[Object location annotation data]
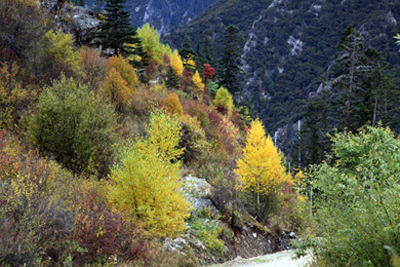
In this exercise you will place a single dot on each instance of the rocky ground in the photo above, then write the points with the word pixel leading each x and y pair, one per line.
pixel 279 259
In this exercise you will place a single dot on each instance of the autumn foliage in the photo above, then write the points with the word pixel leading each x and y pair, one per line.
pixel 209 72
pixel 145 185
pixel 261 169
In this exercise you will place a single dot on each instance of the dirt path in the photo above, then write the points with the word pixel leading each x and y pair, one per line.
pixel 280 259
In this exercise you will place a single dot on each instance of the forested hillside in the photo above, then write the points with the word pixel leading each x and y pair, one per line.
pixel 289 46
pixel 118 150
pixel 162 14
pixel 101 146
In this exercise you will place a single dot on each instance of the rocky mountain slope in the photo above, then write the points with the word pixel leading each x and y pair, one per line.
pixel 289 45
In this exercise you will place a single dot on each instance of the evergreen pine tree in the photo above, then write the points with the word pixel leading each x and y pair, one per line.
pixel 208 58
pixel 380 95
pixel 347 79
pixel 314 141
pixel 187 53
pixel 116 30
pixel 229 67
pixel 172 80
pixel 365 91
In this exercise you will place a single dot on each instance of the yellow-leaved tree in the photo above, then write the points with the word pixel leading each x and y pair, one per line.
pixel 223 99
pixel 261 168
pixel 120 82
pixel 152 45
pixel 176 63
pixel 199 85
pixel 145 185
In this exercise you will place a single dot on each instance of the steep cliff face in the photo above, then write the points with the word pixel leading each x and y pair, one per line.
pixel 289 45
pixel 164 14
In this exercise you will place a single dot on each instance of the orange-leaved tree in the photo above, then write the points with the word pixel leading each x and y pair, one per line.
pixel 176 63
pixel 145 185
pixel 199 85
pixel 120 82
pixel 261 169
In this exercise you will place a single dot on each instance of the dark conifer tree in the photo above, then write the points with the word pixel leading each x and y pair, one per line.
pixel 116 30
pixel 172 80
pixel 314 142
pixel 380 97
pixel 229 68
pixel 187 53
pixel 365 91
pixel 347 79
pixel 207 44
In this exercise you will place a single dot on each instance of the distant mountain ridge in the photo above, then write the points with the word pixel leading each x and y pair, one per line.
pixel 289 45
pixel 164 14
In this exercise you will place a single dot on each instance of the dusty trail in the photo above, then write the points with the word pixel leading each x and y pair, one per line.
pixel 280 259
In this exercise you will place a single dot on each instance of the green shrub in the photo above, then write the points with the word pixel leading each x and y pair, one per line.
pixel 358 201
pixel 74 126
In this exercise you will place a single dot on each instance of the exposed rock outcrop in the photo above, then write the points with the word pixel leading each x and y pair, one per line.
pixel 76 20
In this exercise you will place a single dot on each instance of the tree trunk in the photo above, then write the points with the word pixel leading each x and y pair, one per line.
pixel 258 197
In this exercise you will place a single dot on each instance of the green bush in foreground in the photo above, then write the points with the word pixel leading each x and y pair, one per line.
pixel 358 202
pixel 75 126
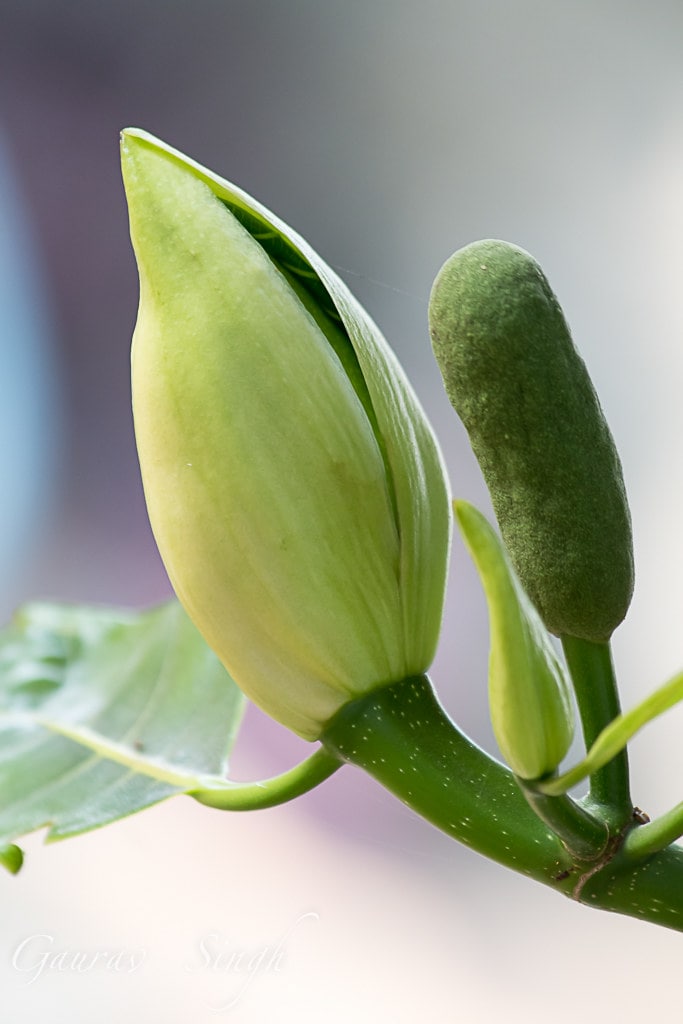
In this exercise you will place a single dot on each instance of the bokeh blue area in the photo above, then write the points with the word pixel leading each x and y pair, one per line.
pixel 389 133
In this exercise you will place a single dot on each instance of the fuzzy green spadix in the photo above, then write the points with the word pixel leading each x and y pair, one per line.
pixel 528 689
pixel 294 487
pixel 515 379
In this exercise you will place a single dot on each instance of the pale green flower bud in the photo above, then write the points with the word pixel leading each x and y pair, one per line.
pixel 528 687
pixel 294 487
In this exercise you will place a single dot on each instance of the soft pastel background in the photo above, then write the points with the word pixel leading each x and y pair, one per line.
pixel 389 133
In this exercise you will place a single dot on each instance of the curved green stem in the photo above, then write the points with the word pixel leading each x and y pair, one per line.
pixel 402 737
pixel 655 836
pixel 230 796
pixel 585 836
pixel 593 676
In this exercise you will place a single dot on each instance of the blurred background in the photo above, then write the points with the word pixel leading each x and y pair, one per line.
pixel 388 133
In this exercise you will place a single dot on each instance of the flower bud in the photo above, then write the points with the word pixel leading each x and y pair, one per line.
pixel 528 689
pixel 294 487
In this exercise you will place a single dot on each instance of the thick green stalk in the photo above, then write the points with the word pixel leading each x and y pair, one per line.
pixel 593 676
pixel 402 737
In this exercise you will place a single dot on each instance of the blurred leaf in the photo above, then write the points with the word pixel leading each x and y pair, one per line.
pixel 103 712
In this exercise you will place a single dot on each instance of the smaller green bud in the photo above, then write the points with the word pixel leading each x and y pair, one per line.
pixel 294 486
pixel 514 377
pixel 528 689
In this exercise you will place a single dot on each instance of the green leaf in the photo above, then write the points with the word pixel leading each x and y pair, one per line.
pixel 11 857
pixel 104 712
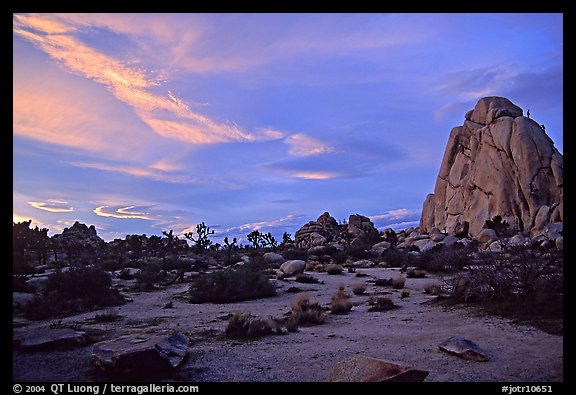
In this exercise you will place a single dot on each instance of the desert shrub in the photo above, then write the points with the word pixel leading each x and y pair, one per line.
pixel 110 314
pixel 304 313
pixel 445 259
pixel 340 302
pixel 76 290
pixel 306 278
pixel 397 257
pixel 19 284
pixel 248 326
pixel 295 253
pixel 150 274
pixel 381 303
pixel 332 268
pixel 415 273
pixel 398 282
pixel 126 275
pixel 231 285
pixel 383 282
pixel 359 288
pixel 432 288
pixel 360 253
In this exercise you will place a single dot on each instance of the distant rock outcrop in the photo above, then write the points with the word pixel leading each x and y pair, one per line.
pixel 499 163
pixel 359 231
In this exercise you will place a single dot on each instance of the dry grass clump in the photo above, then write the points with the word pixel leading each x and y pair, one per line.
pixel 110 314
pixel 340 301
pixel 432 288
pixel 381 303
pixel 333 268
pixel 248 326
pixel 383 282
pixel 304 313
pixel 398 282
pixel 306 279
pixel 416 273
pixel 359 288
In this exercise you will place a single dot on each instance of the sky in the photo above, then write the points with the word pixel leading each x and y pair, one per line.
pixel 139 123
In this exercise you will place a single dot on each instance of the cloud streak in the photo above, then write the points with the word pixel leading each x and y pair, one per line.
pixel 53 206
pixel 120 212
pixel 166 114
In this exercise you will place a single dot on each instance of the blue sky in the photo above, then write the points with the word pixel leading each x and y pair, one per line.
pixel 139 123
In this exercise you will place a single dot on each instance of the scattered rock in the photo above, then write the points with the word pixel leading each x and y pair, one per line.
pixel 463 348
pixel 50 339
pixel 359 368
pixel 141 354
pixel 486 237
pixel 273 258
pixel 379 248
pixel 293 267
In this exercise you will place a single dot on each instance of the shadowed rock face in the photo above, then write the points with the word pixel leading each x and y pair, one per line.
pixel 497 163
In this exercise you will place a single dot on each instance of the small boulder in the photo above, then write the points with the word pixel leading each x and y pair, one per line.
pixel 273 258
pixel 293 267
pixel 359 368
pixel 486 237
pixel 379 248
pixel 463 348
pixel 142 353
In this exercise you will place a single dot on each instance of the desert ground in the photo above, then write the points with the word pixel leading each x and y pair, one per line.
pixel 408 336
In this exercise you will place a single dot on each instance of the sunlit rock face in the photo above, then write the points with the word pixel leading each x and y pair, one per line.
pixel 497 163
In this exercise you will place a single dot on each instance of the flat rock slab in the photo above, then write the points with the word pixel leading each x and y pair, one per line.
pixel 141 353
pixel 50 339
pixel 464 348
pixel 366 369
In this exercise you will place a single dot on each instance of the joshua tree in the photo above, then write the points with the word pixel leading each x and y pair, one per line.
pixel 254 238
pixel 229 248
pixel 201 242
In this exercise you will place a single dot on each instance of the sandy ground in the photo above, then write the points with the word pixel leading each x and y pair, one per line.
pixel 408 336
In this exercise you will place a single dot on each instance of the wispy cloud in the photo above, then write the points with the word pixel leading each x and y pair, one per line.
pixel 396 218
pixel 314 175
pixel 122 212
pixel 53 206
pixel 168 115
pixel 302 145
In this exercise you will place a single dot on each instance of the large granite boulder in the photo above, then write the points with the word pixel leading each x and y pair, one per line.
pixel 140 354
pixel 497 163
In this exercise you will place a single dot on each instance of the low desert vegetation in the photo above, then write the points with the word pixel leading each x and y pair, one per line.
pixel 73 291
pixel 358 288
pixel 432 288
pixel 248 326
pixel 340 301
pixel 381 303
pixel 306 279
pixel 231 285
pixel 304 313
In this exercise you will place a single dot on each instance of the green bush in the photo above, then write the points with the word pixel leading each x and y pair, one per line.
pixel 231 285
pixel 150 274
pixel 77 290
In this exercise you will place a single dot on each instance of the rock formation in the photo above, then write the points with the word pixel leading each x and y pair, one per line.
pixel 498 163
pixel 359 231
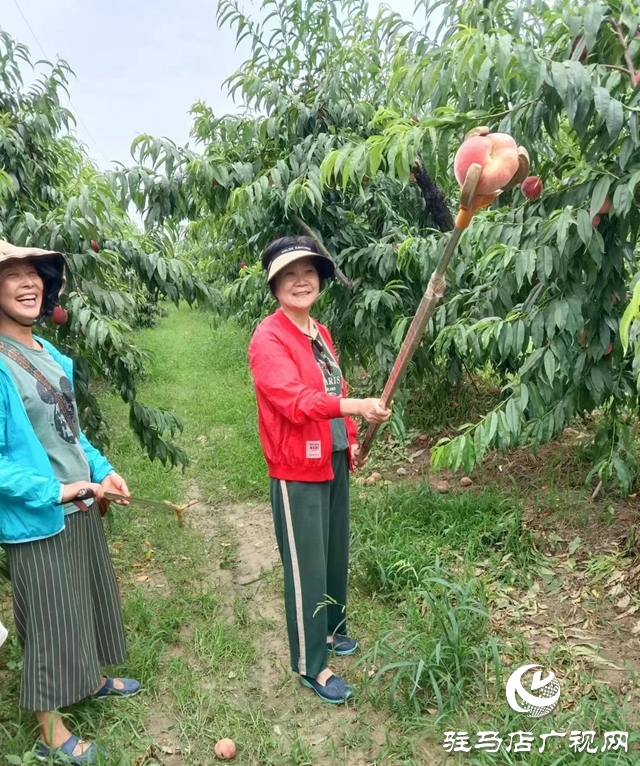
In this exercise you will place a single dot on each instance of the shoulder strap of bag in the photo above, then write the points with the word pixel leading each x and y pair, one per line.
pixel 19 358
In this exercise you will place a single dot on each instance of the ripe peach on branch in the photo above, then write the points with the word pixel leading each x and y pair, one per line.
pixel 496 153
pixel 606 207
pixel 532 187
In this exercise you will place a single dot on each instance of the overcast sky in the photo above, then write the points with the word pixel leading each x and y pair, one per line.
pixel 139 64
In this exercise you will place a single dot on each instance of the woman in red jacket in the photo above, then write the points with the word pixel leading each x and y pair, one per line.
pixel 309 442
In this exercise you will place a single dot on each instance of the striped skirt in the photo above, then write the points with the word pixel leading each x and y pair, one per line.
pixel 67 612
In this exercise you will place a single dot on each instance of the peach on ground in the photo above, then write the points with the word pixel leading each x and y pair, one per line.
pixel 225 749
pixel 497 153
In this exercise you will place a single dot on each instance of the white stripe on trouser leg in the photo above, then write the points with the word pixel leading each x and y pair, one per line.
pixel 297 585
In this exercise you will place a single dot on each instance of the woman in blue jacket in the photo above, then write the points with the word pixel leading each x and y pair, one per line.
pixel 66 606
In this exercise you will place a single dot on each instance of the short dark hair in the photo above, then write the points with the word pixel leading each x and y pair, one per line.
pixel 304 243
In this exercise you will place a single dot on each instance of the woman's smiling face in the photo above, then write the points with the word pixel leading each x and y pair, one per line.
pixel 21 291
pixel 298 285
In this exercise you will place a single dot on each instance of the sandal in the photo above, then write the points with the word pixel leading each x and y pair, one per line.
pixel 64 753
pixel 342 645
pixel 108 689
pixel 335 691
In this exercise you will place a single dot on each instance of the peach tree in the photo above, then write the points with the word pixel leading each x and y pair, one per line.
pixel 52 196
pixel 349 127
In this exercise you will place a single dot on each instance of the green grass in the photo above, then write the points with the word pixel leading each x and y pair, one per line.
pixel 424 578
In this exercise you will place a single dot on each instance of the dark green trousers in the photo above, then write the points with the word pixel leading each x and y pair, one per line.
pixel 312 528
pixel 67 612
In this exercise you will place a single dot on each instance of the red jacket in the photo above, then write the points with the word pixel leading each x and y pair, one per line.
pixel 293 408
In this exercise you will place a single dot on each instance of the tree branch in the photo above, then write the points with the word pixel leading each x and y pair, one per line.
pixel 627 57
pixel 435 200
pixel 311 233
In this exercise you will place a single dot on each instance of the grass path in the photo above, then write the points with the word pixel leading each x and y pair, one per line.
pixel 204 612
pixel 202 605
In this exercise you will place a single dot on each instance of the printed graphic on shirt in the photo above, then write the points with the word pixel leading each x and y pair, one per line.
pixel 332 385
pixel 64 415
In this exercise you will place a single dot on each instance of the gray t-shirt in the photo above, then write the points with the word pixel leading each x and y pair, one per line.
pixel 53 414
pixel 333 385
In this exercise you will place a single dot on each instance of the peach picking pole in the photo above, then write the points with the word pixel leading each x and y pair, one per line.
pixel 435 291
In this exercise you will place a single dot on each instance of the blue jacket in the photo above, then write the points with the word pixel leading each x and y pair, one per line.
pixel 29 491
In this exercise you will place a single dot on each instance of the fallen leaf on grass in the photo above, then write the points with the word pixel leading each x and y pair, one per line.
pixel 149 754
pixel 624 602
pixel 631 611
pixel 574 545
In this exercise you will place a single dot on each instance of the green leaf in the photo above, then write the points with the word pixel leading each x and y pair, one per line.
pixel 593 17
pixel 615 119
pixel 631 312
pixel 599 194
pixel 585 228
pixel 549 365
pixel 560 80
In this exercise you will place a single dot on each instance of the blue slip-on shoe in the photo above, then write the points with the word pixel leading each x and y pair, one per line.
pixel 342 645
pixel 335 691
pixel 130 689
pixel 64 753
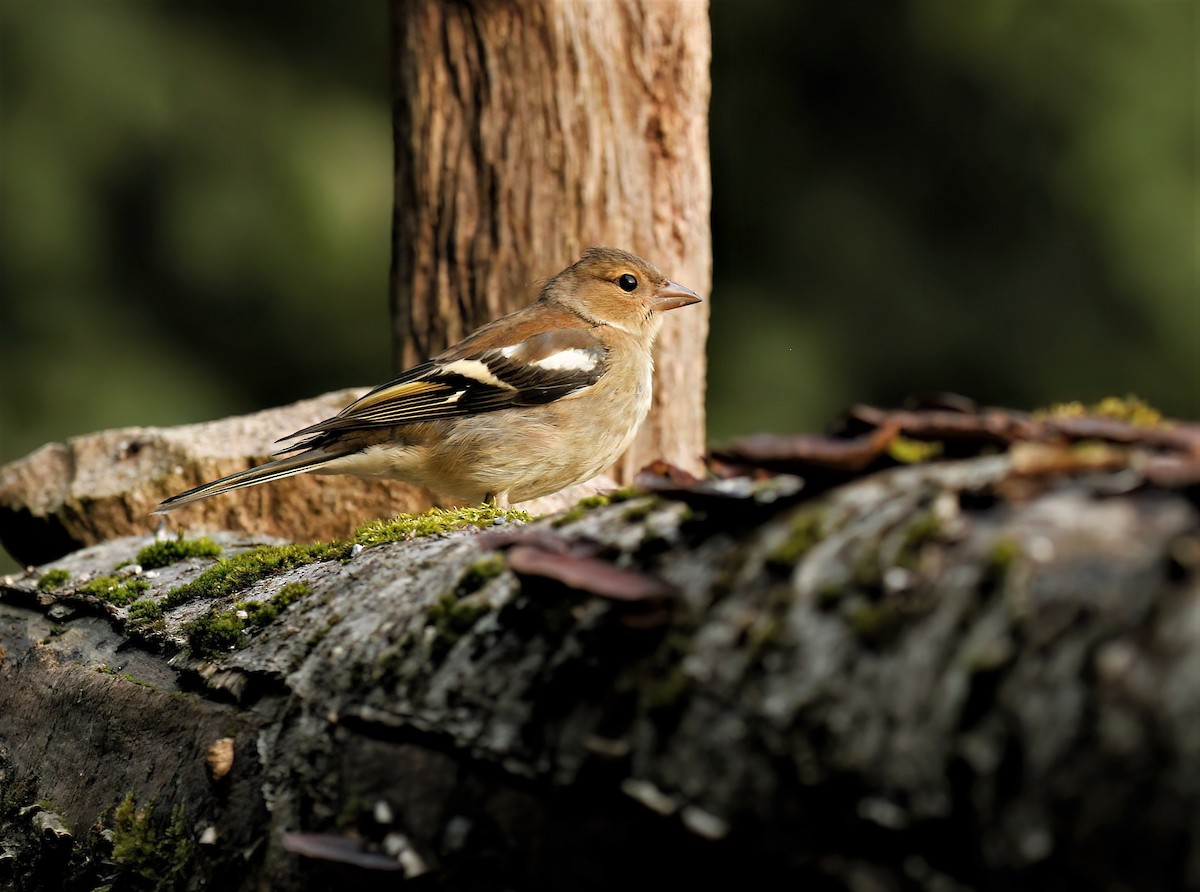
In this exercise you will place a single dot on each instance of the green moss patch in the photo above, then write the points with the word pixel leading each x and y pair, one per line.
pixel 53 579
pixel 807 530
pixel 1128 408
pixel 114 590
pixel 157 854
pixel 161 554
pixel 438 520
pixel 221 630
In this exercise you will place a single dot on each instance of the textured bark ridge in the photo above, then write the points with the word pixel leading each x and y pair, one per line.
pixel 949 676
pixel 527 132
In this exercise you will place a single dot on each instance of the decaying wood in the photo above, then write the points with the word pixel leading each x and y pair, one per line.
pixel 945 676
pixel 528 131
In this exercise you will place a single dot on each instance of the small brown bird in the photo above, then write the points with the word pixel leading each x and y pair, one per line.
pixel 531 403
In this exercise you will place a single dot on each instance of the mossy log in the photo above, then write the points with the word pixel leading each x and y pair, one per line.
pixel 943 676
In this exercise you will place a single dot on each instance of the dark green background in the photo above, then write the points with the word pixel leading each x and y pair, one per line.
pixel 991 197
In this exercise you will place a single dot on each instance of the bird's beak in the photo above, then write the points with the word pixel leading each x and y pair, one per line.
pixel 672 295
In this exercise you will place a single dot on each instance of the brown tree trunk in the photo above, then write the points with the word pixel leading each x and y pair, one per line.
pixel 528 131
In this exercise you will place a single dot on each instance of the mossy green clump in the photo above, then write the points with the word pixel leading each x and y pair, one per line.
pixel 1128 408
pixel 159 855
pixel 221 630
pixel 437 520
pixel 807 531
pixel 588 503
pixel 480 573
pixel 239 572
pixel 913 452
pixel 114 590
pixel 1005 552
pixel 923 528
pixel 162 554
pixel 53 579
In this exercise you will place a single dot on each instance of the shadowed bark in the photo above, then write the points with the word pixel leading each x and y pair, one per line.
pixel 526 132
pixel 946 676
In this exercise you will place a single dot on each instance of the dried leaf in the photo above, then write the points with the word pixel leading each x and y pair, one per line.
pixel 342 850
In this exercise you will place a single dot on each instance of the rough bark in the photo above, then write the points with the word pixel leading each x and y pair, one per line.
pixel 951 676
pixel 526 132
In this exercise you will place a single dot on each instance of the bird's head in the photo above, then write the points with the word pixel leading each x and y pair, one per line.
pixel 613 287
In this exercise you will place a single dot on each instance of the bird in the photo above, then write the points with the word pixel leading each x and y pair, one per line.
pixel 525 406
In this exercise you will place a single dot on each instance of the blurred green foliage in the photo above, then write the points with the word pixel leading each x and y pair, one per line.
pixel 996 197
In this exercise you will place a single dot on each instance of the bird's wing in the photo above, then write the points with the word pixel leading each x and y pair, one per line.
pixel 537 370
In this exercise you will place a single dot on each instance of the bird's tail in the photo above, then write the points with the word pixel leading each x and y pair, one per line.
pixel 275 470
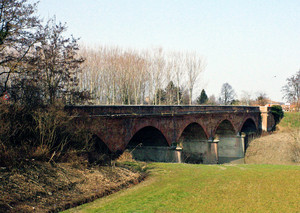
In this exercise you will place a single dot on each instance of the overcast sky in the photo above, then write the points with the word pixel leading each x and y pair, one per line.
pixel 253 45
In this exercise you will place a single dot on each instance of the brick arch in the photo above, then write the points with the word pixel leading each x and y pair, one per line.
pixel 189 123
pixel 244 121
pixel 140 125
pixel 220 121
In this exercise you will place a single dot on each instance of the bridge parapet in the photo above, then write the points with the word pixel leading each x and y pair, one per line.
pixel 193 128
pixel 146 110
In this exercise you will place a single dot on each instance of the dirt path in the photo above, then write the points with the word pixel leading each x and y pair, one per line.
pixel 42 187
pixel 278 148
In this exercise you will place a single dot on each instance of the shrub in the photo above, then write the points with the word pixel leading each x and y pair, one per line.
pixel 277 112
pixel 44 134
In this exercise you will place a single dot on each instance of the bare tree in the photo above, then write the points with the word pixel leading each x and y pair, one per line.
pixel 262 99
pixel 291 90
pixel 246 98
pixel 56 64
pixel 227 94
pixel 17 36
pixel 194 66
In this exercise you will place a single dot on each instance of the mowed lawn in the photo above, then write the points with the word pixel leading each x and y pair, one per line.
pixel 207 188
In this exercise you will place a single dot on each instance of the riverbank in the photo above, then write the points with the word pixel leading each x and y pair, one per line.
pixel 52 187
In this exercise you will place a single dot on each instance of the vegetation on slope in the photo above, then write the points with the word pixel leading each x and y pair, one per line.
pixel 282 147
pixel 207 188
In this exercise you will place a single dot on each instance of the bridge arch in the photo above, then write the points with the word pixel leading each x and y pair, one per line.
pixel 248 125
pixel 148 136
pixel 225 125
pixel 149 144
pixel 193 141
pixel 249 131
pixel 230 147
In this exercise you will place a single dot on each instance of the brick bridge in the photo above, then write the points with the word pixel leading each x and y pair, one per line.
pixel 195 134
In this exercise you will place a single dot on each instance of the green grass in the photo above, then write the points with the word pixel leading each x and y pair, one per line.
pixel 290 120
pixel 208 188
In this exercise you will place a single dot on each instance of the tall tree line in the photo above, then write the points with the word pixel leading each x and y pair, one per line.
pixel 115 75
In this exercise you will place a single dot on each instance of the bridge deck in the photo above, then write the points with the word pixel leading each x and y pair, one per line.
pixel 150 110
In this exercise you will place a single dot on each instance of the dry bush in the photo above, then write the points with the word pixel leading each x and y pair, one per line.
pixel 125 157
pixel 295 145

= What is being asked =
Please replace "blurred green foliage" with "hazy green foliage" in the data from the line containing "the blurred green" through the line containing "pixel 996 197", and give back only those lines with nothing else changed.

= Worked solution =
In this exercise you will place a single dot on each instance of the hazy green foliage in the photo above, then write the points with the word pixel leading each x and y pair, one per line.
pixel 996 197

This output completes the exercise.